TASK INPUTS:
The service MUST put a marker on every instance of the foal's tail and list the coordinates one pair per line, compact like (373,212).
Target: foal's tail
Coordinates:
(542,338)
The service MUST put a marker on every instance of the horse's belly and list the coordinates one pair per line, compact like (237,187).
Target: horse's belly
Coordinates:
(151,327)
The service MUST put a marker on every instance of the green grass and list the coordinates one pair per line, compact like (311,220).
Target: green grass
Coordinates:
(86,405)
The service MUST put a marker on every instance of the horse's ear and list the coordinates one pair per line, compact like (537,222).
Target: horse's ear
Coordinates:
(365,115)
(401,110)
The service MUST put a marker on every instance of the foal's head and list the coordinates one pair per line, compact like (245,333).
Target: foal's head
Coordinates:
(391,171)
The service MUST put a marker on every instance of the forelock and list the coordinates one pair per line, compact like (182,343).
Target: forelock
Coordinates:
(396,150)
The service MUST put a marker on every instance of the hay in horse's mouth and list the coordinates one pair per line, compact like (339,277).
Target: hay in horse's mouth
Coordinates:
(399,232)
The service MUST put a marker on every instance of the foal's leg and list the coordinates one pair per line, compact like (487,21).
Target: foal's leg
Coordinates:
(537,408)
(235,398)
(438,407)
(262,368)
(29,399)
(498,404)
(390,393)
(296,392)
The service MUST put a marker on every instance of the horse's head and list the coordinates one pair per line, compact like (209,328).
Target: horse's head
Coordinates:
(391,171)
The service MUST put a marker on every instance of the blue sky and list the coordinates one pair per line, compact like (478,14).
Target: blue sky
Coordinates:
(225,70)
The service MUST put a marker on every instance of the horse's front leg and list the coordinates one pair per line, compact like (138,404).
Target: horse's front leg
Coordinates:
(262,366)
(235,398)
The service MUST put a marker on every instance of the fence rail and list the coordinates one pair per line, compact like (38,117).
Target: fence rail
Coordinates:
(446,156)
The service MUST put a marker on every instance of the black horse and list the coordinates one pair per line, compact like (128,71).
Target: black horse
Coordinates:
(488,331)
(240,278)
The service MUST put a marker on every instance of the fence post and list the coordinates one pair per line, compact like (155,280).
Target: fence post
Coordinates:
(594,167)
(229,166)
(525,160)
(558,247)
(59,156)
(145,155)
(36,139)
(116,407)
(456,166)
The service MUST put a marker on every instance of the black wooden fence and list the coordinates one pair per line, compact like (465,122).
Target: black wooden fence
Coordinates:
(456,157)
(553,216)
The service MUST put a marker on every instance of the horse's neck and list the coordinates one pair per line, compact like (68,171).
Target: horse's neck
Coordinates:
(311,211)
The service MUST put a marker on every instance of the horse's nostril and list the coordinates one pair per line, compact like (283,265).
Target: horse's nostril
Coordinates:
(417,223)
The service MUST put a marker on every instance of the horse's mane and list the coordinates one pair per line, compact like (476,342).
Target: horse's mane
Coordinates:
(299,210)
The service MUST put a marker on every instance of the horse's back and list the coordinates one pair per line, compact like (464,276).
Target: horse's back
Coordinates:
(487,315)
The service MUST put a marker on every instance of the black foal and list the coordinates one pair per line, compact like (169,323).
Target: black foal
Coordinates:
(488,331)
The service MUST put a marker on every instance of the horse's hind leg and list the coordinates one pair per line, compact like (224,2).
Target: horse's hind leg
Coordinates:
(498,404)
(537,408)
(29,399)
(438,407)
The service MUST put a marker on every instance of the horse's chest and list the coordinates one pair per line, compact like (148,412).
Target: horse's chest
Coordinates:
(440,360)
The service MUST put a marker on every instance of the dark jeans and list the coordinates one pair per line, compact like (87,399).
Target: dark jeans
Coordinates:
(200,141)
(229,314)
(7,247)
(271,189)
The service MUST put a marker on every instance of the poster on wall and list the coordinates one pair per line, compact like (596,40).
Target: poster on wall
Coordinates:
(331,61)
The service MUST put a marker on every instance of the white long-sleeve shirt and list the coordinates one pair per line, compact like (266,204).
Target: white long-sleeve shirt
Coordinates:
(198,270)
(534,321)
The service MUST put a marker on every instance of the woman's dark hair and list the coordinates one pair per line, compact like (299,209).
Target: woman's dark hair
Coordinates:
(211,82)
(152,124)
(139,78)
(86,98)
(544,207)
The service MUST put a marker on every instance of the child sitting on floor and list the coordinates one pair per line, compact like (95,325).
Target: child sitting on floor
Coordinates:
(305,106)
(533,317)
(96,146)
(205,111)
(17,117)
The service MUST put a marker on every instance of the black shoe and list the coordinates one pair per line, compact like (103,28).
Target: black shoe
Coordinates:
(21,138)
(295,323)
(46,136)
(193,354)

PROBLEM DETAILS: Tally the lines in the entries above that hold the word "chest". Reply with nothing but that count.

RESULT OF THE EXERCISE: 2